Input START

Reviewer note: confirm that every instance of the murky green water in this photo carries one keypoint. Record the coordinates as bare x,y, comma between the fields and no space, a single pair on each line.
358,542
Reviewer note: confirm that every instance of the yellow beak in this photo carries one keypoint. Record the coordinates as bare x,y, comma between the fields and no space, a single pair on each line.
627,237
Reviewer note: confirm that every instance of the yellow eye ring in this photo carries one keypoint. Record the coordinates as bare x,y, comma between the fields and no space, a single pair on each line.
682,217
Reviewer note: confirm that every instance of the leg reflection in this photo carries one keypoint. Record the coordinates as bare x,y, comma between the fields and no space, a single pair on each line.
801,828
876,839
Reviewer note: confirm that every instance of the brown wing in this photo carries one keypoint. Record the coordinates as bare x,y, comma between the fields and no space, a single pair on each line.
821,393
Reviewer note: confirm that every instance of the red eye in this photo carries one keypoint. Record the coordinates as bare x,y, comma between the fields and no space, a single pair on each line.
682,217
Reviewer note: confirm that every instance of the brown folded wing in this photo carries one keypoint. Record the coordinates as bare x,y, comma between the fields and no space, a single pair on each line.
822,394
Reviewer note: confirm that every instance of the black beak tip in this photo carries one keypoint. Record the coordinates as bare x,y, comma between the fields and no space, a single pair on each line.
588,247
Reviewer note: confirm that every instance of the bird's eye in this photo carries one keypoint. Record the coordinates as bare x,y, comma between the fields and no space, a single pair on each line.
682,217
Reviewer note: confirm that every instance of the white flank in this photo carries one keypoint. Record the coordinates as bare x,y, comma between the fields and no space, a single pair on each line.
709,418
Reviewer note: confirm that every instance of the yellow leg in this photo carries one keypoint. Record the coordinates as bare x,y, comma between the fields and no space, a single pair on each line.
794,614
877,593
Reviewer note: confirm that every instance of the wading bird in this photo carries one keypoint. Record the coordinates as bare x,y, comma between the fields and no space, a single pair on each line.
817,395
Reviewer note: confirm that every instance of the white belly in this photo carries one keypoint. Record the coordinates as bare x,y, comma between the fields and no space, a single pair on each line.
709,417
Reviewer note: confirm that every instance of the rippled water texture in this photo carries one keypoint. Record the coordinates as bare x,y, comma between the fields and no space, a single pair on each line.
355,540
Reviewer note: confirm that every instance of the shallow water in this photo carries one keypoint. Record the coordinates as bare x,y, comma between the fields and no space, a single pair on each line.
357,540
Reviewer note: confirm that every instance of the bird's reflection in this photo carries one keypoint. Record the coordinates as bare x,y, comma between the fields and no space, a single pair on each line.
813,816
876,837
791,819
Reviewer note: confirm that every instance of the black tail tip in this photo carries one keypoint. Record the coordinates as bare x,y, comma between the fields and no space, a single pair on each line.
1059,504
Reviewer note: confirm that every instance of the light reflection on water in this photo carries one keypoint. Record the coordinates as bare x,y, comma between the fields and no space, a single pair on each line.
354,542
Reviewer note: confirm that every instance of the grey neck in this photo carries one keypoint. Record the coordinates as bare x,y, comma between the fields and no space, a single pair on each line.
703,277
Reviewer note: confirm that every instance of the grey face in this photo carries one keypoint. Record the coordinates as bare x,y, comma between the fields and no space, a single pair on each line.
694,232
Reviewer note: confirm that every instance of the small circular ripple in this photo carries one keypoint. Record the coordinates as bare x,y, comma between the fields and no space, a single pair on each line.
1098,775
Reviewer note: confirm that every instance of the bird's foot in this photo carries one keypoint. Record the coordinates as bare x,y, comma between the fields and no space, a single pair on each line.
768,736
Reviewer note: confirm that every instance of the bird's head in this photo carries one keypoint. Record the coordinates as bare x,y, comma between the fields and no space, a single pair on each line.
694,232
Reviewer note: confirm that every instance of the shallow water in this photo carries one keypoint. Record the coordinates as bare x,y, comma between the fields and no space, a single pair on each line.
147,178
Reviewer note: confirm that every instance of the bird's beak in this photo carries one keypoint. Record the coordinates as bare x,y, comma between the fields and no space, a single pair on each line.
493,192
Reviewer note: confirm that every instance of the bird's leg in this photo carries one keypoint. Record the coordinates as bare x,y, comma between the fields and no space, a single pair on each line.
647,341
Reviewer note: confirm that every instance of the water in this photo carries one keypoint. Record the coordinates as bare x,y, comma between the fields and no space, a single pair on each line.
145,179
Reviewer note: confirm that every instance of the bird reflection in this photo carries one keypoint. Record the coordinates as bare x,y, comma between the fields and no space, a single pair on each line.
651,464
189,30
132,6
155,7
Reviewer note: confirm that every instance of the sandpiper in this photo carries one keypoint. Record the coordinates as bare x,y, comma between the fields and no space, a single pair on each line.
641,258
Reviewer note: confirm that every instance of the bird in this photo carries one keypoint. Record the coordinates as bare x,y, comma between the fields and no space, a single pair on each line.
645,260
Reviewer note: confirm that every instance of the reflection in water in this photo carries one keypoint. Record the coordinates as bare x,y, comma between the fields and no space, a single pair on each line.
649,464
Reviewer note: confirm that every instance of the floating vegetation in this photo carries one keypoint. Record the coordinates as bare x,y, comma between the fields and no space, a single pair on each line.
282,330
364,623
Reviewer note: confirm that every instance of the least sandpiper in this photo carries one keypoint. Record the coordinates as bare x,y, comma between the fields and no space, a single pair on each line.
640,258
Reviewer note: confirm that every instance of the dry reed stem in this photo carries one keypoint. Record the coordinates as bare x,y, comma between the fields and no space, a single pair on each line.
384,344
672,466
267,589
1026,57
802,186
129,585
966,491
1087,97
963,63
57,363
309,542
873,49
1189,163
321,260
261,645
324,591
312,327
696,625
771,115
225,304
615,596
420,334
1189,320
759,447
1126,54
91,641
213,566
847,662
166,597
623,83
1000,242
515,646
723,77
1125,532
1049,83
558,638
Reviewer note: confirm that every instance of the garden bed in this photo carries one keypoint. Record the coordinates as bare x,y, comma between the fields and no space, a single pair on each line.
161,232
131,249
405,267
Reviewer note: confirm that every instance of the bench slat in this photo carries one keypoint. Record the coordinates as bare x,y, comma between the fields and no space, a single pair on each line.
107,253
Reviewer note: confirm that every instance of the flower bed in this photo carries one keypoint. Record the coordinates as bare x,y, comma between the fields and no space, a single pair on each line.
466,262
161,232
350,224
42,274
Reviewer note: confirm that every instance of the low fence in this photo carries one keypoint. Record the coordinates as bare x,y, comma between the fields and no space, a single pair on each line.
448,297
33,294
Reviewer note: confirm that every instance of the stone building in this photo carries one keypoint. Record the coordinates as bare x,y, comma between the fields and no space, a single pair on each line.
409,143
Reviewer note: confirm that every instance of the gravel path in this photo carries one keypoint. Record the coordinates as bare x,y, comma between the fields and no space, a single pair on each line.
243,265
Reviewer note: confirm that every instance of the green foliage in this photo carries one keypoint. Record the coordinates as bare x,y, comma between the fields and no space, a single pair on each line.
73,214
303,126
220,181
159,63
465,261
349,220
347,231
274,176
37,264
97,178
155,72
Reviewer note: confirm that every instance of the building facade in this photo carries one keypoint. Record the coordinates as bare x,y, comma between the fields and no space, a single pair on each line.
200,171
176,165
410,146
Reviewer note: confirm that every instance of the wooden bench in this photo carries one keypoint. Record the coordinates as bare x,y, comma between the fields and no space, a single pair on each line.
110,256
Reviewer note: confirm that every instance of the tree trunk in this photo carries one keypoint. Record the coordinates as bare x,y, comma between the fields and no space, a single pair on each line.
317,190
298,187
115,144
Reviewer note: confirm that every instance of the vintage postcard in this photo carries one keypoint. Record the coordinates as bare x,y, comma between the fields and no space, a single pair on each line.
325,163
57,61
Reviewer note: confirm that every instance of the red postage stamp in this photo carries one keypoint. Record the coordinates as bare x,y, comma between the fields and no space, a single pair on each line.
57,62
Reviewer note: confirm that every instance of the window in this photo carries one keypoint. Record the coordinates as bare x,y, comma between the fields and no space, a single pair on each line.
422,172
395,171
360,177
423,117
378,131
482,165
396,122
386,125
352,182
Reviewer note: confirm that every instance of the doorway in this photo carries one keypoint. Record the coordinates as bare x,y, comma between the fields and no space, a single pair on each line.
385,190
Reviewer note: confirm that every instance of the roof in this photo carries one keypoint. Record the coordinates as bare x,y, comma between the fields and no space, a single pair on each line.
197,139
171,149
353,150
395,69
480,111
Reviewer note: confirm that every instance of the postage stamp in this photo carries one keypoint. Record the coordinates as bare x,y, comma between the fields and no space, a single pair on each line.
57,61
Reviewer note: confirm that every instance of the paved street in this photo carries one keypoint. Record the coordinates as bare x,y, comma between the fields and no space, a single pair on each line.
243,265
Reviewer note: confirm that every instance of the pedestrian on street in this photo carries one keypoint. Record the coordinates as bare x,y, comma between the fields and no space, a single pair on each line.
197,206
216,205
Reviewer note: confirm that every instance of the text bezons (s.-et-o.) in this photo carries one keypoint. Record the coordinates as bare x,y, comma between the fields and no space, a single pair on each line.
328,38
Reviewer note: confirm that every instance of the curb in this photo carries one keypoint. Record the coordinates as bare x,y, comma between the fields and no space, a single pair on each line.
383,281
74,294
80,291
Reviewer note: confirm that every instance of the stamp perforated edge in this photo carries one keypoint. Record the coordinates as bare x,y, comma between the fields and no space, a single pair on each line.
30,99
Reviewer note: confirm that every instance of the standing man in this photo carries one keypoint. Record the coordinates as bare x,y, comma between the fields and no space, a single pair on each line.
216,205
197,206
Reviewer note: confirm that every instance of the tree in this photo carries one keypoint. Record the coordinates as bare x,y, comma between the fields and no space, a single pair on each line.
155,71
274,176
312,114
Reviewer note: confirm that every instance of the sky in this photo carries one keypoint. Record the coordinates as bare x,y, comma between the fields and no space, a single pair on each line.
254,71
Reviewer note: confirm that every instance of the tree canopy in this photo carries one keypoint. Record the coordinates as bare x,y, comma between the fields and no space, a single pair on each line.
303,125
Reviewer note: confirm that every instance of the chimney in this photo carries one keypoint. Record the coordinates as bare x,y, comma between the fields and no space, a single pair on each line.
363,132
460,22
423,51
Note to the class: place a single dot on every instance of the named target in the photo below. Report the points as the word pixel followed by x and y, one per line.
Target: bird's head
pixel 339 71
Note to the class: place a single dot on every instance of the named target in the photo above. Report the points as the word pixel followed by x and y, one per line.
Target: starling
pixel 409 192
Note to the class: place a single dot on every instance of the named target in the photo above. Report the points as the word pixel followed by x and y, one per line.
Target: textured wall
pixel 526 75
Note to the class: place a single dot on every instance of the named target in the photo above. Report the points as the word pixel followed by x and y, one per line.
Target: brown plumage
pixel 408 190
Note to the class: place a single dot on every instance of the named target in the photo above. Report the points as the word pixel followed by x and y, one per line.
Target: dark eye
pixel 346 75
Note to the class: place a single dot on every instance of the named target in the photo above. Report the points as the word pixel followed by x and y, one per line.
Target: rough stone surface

Input END

→ **What is needed**
Reproduce the records above exactly, starting with the line that contains "Reviewer note: confirm that every instance of the chimney" and ending with the last line.

→ **The completed task**
Reviewer note: confirm that every instance of the chimney in this photo carries one keypoint. Record the coordinates as bare x,y, comma between the fields and no space, a single pair on each line.
363,132
460,22
423,51
Note to the class: place a single dot on every instance of the named target in the photo below. Report the points as the word pixel followed by x and y, one per line.
Target: bird's head
pixel 339 71
Note to the class: place a single dot on every instance of the named target in the photo above. Report the points as the word pixel followed by x and y, one per line.
Target: starling
pixel 409 192
Note to the class: place a single dot on every instance of the named target in the photo above. Report the points as the word pixel followed by x and y, one per line.
Target: textured wall
pixel 526 75
Note to the class: place a single dot on every instance of the named target in the photo above. Report the points as the word pixel followed by x and y, one per line.
Target: brown plumage
pixel 408 190
Note to the class: place a single dot on every instance of the named target in the photo above. Report the points as the word pixel followed by x and y, one per line.
Target: dark eye
pixel 346 75
Note to the class: place a single dot on every instance of the named target in the photo above. Report the points as the word pixel followed by x and y, one per line.
Target: rough stone surface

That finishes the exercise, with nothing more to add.